Excerpt to read:
-- -- --

I was recently a panelist at a Senate workshop on regulatory capture sponsored by the Administrative Conference of the United States (ACUS). In an earlier post about this event, I wrote about the potential of enhanced transparency to reduce regulatory capture, which I discussed at the workshop. Conservative commentators at the workshop argued that agencies are captured by public interest groups as well as by regulated entities. They contended that Congress should thus pass the REINs Act to reduce capture from both types of regulatory stakeholders. Of course, their fears of public interest capture are greatly overblown, as the potential for these groups to capture agencies is far more hypothetical than real. But the real problem is that the REINS Act, if it became law, would increase regulatory capture, not decrease it.
My earlier post explained that the imposition of budget cuts by Congress on regulatory agencies, which make little difference to the size of the federal budget, but which have crippled agencies, is a form of regulatory capture since agency dysfunction benefits regulated entities, not the public. Agencies also become captured because regulated entities, their trade associations, and the friends in conservative think tanks dominate the rulemaking process, filing many more comments than public interest groups, and meeting with agencies many more times.
Whether it is lobbying Congress concerning agency budgets or making arguments and presentations at agencies, regulated entities and their allies are able to deploy significantly more resources than public interest groups. Regulatory capture can occur in other ways as well, but the common denominator among these various possibilities is that it takes resources to pull them off. The simple and undeniable fact is regulated entities have far more resources than the public interest groups, making it far more likely that they will be in a position to capture an agency.

-- -- --

Study material:

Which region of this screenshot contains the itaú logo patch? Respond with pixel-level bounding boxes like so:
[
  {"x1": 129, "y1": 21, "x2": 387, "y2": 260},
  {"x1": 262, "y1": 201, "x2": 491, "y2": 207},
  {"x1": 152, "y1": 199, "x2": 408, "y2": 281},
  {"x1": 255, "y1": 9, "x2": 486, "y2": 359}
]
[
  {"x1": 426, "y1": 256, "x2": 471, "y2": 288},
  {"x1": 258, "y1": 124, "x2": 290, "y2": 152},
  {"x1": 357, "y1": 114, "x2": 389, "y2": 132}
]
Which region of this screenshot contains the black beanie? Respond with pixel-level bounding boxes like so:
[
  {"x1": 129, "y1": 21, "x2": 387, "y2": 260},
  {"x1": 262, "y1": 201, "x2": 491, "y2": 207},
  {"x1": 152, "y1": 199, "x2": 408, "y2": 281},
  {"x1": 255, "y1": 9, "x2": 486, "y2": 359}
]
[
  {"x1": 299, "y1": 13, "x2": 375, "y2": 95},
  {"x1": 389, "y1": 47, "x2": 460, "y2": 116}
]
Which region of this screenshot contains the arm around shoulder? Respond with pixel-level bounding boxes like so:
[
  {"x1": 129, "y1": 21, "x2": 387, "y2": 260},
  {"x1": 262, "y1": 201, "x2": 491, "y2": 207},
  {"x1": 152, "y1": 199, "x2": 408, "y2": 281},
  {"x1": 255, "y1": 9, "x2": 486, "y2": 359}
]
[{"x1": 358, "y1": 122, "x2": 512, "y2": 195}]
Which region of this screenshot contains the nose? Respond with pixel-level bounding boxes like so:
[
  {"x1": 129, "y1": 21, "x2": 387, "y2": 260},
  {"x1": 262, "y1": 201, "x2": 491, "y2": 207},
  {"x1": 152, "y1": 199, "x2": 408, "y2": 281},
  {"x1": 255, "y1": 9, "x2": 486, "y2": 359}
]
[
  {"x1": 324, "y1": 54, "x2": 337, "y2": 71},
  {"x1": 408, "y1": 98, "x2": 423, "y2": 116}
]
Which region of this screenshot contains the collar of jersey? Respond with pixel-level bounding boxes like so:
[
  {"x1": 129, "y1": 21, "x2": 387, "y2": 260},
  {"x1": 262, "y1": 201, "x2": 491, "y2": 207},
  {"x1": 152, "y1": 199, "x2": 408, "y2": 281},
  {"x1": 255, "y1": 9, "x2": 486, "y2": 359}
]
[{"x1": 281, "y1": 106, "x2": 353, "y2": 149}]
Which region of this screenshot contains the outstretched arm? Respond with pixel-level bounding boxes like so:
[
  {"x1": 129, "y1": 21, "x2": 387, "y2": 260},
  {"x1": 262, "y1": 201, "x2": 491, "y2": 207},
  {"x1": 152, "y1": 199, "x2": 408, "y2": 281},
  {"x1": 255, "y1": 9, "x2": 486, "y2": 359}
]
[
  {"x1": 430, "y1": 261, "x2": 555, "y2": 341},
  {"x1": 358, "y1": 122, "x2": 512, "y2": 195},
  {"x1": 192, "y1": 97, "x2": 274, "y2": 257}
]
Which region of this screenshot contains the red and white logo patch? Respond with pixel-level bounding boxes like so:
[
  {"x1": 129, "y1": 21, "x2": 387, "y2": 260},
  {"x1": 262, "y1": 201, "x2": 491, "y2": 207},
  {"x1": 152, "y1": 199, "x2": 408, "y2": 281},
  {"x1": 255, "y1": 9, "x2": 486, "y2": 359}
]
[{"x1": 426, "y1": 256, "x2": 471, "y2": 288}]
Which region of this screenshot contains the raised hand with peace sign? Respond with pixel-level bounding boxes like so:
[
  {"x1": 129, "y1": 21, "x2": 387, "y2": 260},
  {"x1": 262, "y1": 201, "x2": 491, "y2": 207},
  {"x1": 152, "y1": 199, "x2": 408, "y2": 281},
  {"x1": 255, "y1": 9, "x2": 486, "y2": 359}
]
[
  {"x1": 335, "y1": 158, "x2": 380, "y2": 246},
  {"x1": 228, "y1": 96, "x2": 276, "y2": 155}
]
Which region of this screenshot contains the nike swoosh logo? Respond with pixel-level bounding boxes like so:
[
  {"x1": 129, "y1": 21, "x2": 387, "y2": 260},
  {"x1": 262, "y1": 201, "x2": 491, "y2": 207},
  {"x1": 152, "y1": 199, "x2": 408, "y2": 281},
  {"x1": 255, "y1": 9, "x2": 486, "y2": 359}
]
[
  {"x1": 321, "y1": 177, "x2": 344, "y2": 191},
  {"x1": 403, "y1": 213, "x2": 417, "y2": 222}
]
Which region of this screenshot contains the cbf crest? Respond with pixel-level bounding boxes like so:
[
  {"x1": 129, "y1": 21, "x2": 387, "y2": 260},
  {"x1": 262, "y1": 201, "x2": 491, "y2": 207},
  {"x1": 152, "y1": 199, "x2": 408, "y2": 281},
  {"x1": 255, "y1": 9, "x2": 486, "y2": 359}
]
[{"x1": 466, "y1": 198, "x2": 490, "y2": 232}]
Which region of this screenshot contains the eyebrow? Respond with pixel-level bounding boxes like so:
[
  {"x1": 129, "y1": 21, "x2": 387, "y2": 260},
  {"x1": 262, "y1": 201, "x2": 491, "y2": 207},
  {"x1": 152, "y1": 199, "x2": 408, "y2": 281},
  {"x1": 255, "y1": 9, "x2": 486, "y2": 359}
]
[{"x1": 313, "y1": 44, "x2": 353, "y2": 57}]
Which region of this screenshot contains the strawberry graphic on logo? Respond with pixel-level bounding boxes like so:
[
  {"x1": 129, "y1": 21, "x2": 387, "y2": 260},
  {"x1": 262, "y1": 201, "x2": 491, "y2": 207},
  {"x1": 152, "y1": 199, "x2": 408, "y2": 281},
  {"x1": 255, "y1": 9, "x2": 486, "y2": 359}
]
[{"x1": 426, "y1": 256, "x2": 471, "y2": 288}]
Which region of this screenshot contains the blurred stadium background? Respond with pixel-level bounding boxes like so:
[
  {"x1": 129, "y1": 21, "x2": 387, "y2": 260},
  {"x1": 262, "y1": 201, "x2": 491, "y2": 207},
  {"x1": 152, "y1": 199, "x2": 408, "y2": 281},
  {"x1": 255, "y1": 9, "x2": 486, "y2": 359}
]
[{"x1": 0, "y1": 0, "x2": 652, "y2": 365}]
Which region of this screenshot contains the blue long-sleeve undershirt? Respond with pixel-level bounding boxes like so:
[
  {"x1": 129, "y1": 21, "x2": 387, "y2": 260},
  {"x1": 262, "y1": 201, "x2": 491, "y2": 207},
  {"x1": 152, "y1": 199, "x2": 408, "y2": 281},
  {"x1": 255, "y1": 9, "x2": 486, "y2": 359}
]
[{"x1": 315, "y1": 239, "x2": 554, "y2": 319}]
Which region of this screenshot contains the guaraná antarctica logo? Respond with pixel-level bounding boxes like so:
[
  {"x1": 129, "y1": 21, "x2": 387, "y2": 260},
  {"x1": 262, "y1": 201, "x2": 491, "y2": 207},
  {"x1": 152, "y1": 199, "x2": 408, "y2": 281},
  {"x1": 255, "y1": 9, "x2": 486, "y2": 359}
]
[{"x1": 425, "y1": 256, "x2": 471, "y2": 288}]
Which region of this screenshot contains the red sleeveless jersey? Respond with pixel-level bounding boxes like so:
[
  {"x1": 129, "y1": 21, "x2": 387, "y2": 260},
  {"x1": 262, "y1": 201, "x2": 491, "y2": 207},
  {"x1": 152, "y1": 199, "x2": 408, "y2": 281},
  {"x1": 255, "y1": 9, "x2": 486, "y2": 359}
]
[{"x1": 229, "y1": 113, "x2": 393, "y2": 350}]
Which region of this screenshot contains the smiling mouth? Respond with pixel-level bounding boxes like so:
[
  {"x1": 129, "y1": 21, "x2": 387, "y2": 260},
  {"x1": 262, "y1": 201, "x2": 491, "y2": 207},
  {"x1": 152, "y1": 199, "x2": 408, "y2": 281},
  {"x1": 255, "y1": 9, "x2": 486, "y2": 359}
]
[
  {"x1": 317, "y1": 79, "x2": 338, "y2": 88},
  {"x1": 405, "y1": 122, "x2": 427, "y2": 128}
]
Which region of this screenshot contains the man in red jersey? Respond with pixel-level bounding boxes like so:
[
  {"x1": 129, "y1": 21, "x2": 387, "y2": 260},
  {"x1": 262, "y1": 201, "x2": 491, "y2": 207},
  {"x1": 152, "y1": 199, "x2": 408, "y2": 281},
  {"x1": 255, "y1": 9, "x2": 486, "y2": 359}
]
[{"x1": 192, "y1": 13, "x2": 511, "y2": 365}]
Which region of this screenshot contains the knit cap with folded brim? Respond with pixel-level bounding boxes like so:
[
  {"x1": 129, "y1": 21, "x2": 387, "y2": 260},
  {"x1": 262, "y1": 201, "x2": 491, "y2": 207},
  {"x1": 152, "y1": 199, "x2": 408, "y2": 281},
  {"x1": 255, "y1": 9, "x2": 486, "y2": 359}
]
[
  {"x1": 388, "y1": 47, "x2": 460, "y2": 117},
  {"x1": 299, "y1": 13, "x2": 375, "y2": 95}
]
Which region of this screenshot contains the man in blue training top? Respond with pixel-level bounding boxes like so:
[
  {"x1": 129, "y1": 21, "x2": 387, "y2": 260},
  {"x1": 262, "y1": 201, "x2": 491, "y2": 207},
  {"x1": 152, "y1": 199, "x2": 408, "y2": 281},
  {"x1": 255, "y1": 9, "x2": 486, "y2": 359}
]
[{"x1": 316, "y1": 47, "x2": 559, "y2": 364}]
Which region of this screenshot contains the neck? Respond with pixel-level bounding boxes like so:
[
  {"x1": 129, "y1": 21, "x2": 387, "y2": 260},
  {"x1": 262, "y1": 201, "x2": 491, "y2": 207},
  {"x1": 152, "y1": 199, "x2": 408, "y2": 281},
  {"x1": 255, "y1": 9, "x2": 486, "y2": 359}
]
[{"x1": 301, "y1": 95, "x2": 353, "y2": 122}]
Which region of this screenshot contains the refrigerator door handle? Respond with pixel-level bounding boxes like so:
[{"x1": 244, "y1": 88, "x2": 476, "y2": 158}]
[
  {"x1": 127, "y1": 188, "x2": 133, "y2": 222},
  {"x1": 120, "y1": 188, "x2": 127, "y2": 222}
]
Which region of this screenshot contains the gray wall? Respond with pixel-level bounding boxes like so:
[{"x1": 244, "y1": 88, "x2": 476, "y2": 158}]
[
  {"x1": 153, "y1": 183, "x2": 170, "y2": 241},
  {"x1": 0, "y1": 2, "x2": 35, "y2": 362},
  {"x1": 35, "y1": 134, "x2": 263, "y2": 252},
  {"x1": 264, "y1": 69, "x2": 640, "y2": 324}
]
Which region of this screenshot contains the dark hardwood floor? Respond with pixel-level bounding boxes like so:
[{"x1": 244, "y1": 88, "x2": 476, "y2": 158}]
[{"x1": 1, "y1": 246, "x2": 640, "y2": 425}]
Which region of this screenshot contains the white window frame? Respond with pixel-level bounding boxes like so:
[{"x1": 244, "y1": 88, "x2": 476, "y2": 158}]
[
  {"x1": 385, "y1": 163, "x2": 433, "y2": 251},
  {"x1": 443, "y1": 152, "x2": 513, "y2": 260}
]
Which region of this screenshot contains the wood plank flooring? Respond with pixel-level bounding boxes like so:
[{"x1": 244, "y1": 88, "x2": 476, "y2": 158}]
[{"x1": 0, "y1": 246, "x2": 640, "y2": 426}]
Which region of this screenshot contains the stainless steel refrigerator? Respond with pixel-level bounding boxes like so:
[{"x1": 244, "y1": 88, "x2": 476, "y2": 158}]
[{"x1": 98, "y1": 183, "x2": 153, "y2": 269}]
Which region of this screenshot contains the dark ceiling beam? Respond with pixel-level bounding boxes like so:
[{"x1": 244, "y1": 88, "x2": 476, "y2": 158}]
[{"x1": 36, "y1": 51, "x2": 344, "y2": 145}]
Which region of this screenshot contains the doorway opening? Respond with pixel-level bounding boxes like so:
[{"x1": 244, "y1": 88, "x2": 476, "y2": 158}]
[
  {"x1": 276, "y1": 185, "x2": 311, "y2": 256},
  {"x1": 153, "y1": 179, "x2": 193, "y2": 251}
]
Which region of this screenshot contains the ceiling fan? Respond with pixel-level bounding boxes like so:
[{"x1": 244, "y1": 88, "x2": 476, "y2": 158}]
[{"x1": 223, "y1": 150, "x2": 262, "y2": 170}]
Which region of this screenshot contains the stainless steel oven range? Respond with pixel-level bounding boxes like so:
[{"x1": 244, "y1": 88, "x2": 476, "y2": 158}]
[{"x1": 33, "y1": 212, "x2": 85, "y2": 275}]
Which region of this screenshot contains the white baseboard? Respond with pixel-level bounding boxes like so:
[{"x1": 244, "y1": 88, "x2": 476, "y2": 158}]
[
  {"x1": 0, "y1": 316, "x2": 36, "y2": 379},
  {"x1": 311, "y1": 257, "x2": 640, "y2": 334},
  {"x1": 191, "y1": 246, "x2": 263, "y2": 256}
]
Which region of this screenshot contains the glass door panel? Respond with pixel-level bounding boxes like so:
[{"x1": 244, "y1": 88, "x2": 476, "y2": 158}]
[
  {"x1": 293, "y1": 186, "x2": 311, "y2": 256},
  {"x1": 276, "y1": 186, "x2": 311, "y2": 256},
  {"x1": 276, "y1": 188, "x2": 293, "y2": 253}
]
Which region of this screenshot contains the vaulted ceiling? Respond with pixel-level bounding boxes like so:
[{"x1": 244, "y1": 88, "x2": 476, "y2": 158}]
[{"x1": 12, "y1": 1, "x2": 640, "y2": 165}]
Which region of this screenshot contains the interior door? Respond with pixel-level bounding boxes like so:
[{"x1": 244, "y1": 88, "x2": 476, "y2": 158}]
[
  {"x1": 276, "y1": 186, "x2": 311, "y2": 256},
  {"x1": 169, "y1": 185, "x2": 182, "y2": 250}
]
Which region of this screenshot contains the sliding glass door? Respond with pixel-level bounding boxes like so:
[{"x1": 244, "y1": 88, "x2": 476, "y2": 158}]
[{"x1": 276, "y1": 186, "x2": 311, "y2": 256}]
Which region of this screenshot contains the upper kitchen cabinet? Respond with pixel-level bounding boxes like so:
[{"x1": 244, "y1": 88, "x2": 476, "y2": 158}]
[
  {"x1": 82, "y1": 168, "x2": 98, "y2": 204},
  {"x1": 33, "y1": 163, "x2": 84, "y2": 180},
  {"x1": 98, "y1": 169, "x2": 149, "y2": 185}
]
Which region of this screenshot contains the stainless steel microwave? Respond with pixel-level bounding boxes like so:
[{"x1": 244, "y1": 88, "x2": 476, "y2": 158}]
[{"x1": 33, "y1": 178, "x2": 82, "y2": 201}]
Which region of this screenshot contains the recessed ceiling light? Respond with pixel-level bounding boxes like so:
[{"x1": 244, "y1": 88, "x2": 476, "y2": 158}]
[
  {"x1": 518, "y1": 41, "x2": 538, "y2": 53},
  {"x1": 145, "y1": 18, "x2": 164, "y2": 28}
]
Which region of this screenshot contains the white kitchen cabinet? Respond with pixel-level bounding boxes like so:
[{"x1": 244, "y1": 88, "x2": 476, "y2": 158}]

-- -- --

Task instructions: Can you continue the blog post on regulatory capture and the REINS Act from the point where it stops?

Reply:
At the workshop, the conservative commentators argued that the potential for capture is created when Congress passes regulatory legislation that authorizes an agency to establish the details of a regulatory program. That much is true, but their proposed solution — the REINs Act — isn’t about capture; it’s about gumming up the regulatory process. The law would prevent any new “major” regulation from taking effect unless Congress affirmatively approved the regulation by means of a joint congressional resolution of approval signed by the President. Conservatives support the REINS Act on the grounds that elected officials should be the final arbiter of all significant regulatory decisions, but this proposal is no solution to regulatory capture.
In my earlier blog post, I noted that “unlike agencies, Congress does not have to have good policy reasons for refusing to approve a regulation. Instead, the approval process is likely to be nakedly political, reflecting the raw political power of special interests and the large campaign donations that they give.” Instead of reducing the potential for capture, the REINs Act, if it became law, would create a whole new way for regulated entities to capture the regulatory process.
If lawmakers are genuinely interested in reducing regulatory capture, instead of stopping regulatory agencies in their tracks, they should consider the transparency ideas I proposed in my earlier blog. Moreover, they should oppose the REINs Act as cure that is worse than the disease.